* **Problem statement**:
Collect every line in the material below that contains the word "dark", and copy each of those lines.

* **Records to process**:
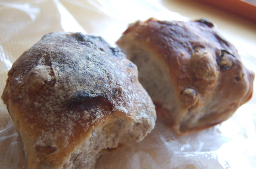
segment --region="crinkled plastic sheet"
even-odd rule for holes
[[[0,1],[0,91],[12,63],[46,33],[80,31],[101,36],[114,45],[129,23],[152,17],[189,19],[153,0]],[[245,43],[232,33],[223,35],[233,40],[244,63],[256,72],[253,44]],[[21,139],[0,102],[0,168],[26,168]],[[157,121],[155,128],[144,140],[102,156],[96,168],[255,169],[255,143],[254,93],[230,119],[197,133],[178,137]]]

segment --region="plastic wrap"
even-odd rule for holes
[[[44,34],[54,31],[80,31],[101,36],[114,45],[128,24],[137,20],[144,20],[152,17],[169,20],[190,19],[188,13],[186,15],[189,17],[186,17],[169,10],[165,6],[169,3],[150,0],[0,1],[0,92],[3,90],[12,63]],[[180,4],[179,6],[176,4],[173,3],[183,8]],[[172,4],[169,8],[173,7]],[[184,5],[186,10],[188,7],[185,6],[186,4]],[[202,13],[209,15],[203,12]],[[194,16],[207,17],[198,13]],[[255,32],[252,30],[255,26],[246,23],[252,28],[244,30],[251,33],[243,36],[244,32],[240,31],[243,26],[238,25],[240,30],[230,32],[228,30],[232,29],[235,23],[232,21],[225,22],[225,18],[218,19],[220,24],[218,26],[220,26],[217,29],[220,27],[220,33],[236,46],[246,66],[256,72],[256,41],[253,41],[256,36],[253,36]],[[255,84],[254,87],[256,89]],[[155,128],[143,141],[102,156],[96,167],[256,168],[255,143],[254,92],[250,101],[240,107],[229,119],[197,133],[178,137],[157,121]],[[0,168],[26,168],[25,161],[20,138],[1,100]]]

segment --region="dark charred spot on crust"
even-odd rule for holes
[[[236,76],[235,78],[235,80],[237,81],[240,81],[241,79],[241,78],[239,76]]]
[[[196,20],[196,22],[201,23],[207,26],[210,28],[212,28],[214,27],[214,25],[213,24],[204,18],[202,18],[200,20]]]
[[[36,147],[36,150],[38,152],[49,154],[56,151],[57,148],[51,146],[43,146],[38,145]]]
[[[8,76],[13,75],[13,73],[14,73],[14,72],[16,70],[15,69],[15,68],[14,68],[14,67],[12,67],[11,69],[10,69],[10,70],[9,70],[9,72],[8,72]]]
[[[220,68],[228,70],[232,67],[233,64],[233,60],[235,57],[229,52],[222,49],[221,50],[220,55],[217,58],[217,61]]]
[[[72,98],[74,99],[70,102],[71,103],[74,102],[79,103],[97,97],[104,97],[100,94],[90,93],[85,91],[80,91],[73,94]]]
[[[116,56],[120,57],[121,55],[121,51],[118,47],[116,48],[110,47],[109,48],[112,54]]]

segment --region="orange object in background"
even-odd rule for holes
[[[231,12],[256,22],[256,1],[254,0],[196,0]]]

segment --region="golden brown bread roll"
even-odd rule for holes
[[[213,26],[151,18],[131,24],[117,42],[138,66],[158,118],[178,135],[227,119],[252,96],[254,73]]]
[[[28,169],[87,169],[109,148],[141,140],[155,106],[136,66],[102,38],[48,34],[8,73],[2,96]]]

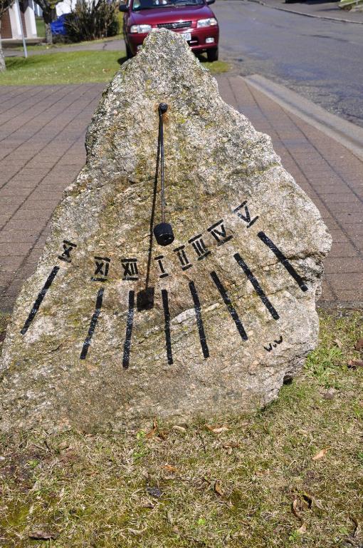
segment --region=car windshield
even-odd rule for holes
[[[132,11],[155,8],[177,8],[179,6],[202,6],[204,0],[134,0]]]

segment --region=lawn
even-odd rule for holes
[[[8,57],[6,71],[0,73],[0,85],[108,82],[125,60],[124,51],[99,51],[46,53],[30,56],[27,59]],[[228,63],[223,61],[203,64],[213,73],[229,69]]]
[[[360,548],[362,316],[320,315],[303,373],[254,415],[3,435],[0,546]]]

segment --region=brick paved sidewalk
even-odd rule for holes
--
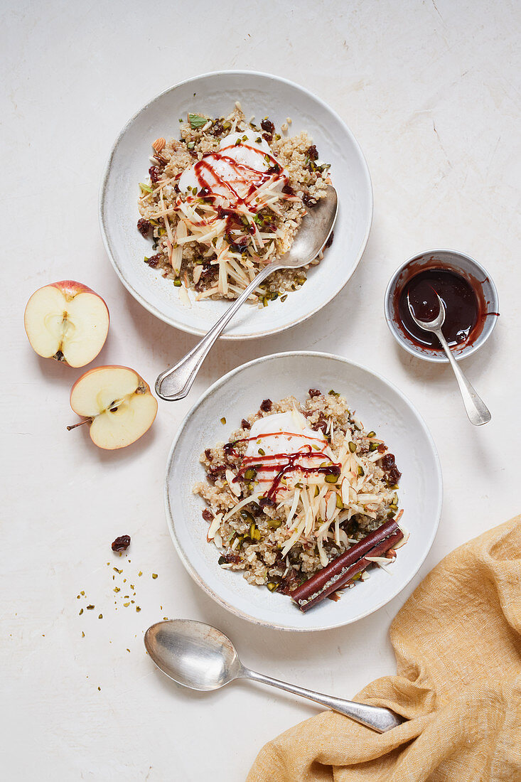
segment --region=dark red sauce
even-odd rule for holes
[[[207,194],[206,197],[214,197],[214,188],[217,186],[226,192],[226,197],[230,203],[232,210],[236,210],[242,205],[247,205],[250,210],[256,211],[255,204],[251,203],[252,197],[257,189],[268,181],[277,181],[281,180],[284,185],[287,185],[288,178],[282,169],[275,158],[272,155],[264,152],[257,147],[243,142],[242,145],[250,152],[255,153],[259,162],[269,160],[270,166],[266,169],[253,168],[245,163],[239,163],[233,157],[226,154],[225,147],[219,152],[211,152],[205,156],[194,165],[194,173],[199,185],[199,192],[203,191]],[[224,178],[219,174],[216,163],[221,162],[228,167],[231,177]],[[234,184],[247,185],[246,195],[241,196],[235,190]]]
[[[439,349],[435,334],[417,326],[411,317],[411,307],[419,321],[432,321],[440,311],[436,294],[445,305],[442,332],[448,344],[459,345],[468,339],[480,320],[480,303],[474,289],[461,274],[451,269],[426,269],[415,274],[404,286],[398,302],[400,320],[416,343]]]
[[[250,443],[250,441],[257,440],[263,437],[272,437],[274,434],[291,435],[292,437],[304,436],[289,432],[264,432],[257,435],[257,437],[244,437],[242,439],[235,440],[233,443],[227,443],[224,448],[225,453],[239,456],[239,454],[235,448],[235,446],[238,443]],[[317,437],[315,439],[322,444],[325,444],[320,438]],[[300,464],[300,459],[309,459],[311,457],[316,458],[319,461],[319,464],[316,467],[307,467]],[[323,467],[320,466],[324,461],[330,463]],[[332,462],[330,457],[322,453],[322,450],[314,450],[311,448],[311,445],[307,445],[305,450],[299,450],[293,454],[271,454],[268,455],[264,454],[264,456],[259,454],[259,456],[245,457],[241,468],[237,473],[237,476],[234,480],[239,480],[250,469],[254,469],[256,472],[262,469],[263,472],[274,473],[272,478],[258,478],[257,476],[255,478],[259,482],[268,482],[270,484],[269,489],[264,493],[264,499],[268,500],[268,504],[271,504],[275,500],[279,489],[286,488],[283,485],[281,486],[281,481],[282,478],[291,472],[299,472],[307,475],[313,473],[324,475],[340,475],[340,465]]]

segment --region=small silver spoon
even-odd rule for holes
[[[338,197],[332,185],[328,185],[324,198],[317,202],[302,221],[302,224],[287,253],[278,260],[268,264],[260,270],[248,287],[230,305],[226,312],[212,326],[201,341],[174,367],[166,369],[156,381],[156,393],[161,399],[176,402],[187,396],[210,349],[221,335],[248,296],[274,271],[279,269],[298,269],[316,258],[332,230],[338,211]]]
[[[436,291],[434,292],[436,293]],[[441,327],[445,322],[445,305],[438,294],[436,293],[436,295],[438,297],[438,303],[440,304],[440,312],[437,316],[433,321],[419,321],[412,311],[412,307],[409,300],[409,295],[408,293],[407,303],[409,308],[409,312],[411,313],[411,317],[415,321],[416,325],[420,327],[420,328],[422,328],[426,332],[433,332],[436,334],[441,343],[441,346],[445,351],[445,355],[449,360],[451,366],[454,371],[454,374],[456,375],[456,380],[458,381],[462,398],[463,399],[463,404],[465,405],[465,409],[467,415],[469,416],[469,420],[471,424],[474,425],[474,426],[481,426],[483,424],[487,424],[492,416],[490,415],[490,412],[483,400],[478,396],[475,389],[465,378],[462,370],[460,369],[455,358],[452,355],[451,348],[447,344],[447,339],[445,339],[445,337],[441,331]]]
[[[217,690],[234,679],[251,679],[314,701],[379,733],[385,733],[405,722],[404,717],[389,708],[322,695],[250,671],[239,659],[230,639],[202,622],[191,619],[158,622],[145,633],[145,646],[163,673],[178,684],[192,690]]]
--
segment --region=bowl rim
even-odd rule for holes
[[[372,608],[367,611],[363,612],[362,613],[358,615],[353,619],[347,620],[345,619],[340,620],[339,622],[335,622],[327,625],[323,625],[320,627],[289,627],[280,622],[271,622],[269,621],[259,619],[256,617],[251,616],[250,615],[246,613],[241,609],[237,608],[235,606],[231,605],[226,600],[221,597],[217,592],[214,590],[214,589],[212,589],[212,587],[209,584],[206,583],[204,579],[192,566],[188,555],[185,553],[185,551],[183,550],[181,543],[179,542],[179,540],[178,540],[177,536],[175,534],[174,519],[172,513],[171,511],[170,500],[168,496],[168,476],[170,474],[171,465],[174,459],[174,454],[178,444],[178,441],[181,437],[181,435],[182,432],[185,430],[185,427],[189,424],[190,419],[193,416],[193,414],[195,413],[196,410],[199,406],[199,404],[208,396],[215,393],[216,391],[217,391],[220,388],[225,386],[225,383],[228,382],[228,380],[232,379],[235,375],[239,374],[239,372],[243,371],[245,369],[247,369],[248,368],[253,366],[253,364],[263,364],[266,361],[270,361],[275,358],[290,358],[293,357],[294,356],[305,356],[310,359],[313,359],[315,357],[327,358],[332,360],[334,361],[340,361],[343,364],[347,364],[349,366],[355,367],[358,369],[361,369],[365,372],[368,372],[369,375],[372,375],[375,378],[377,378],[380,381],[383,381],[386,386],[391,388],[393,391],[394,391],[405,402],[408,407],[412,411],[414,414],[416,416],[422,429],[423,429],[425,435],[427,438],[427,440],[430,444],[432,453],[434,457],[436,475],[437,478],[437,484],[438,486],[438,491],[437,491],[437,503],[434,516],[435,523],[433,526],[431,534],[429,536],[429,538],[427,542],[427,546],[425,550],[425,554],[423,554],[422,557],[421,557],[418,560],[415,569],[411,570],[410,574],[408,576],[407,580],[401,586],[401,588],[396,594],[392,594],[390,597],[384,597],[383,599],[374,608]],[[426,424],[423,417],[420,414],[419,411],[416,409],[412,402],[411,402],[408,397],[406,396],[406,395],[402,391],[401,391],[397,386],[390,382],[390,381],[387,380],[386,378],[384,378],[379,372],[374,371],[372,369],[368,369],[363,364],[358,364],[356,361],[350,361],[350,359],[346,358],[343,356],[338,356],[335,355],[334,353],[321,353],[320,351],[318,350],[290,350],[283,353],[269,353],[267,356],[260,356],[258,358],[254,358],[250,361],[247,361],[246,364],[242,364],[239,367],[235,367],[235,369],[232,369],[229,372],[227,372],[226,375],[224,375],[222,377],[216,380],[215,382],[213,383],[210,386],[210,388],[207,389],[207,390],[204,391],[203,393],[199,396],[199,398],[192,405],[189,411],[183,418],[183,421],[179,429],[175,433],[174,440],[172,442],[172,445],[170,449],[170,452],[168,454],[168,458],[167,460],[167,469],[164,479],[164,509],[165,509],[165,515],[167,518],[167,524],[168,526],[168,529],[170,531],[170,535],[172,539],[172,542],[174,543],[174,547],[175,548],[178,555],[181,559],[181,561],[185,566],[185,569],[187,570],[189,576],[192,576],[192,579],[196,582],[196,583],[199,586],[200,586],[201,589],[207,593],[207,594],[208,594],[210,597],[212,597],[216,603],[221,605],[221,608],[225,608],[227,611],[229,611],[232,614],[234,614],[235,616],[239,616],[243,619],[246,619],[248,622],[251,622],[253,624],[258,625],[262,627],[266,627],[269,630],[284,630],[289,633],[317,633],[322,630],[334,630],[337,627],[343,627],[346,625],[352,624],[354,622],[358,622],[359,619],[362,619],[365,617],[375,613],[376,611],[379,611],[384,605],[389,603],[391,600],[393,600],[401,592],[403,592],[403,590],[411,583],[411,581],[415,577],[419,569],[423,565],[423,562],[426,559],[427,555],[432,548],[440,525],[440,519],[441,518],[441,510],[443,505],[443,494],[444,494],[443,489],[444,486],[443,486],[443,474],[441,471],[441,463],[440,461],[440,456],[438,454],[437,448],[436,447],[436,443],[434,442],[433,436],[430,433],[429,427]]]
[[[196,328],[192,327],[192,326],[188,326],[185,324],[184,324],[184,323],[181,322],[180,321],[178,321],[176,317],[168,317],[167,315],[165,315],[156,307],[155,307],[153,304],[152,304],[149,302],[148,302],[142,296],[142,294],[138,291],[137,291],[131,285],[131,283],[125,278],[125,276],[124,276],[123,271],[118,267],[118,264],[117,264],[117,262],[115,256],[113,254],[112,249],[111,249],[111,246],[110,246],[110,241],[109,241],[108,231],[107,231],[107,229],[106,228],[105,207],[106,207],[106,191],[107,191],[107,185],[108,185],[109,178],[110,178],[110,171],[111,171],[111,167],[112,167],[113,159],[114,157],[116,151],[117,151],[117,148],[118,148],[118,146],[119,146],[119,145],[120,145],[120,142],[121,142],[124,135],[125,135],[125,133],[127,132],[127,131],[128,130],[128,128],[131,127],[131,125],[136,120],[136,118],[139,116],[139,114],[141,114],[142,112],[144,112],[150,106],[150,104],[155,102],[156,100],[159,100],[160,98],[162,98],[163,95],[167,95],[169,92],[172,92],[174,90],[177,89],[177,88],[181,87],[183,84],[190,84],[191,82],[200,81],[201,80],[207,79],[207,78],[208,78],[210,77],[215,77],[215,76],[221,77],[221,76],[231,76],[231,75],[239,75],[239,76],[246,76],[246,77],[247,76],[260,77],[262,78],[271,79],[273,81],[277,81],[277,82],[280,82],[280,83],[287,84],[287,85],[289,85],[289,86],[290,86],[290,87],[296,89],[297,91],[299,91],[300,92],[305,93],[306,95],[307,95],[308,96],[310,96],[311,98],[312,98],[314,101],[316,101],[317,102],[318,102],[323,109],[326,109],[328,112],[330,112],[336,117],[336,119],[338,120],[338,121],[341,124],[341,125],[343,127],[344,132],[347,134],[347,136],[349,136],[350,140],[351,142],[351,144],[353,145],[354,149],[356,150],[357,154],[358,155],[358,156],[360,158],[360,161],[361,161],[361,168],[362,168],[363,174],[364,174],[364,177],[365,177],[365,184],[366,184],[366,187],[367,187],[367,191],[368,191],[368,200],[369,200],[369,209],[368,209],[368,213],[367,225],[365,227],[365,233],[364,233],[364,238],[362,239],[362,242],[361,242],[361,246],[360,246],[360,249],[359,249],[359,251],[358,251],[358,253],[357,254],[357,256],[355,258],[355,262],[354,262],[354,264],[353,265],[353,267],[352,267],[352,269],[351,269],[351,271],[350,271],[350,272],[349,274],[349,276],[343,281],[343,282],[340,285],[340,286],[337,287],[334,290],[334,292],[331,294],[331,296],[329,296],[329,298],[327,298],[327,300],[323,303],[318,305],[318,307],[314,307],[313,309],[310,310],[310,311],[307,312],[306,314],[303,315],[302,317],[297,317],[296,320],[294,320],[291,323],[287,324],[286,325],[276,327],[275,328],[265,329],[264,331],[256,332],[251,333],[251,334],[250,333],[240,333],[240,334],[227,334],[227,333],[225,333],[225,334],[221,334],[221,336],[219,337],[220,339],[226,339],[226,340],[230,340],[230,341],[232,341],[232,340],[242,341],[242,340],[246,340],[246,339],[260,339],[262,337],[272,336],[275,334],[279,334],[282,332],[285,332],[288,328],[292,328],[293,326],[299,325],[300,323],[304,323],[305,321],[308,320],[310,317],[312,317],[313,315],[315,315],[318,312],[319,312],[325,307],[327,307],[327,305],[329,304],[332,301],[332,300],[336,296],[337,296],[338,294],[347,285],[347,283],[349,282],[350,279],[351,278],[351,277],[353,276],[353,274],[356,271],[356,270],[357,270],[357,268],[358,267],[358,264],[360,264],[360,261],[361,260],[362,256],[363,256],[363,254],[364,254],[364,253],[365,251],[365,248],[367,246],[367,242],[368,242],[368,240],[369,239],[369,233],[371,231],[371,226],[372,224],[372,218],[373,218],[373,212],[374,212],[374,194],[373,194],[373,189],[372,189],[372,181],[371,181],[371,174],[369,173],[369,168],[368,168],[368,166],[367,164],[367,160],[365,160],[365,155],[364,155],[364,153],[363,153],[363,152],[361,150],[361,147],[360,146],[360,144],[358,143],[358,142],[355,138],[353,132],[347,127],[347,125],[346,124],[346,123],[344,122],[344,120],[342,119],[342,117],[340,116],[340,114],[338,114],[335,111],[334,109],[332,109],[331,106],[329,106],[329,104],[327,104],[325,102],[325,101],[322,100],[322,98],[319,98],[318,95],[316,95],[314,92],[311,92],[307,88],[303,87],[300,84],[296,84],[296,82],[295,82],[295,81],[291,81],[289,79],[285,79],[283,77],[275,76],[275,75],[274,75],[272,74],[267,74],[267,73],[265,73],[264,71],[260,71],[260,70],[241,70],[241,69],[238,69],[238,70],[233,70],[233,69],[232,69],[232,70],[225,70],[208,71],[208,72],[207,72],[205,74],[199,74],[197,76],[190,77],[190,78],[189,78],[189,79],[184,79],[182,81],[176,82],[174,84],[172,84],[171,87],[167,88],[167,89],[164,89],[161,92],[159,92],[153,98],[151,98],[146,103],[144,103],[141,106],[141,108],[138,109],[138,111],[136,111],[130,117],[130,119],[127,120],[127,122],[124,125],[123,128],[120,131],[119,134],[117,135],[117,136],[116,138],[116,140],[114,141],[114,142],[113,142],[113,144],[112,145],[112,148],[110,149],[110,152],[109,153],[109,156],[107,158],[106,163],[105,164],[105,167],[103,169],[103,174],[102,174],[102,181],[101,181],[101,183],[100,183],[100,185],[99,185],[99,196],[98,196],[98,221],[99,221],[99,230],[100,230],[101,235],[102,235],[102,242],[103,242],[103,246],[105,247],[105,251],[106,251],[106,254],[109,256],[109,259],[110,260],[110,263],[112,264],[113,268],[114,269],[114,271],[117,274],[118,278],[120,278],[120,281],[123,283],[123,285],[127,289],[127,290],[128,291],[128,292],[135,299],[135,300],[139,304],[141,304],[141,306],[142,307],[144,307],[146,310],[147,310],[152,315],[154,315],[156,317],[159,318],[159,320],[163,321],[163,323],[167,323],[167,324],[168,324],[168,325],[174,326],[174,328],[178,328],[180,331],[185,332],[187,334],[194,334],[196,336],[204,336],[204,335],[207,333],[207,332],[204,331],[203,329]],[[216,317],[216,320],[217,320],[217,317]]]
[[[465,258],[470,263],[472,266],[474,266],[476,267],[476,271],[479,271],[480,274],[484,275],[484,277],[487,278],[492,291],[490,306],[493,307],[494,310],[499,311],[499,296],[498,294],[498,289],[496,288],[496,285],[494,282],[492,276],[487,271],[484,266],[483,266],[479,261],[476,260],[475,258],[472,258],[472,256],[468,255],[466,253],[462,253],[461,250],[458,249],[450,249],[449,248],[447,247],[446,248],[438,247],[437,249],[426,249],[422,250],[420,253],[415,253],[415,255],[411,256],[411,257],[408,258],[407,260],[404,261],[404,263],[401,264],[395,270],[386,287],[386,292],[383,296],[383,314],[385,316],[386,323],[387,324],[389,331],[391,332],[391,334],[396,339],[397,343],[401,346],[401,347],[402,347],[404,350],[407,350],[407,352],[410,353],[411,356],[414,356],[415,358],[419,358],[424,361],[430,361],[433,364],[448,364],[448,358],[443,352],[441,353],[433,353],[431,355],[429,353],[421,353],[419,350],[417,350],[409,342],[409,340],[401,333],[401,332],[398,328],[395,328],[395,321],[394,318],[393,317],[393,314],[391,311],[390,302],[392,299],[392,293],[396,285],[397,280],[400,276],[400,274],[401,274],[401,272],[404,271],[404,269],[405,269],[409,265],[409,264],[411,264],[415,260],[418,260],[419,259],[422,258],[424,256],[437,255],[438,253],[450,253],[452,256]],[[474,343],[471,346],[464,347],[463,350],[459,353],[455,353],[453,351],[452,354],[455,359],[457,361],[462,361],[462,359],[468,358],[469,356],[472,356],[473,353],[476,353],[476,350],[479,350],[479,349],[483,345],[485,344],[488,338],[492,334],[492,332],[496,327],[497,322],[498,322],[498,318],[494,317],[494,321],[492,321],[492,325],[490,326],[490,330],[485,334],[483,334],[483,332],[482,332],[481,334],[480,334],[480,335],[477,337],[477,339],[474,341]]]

* **The completed task**:
segment --region="dark charred spot on crust"
segment --region=dark red sauce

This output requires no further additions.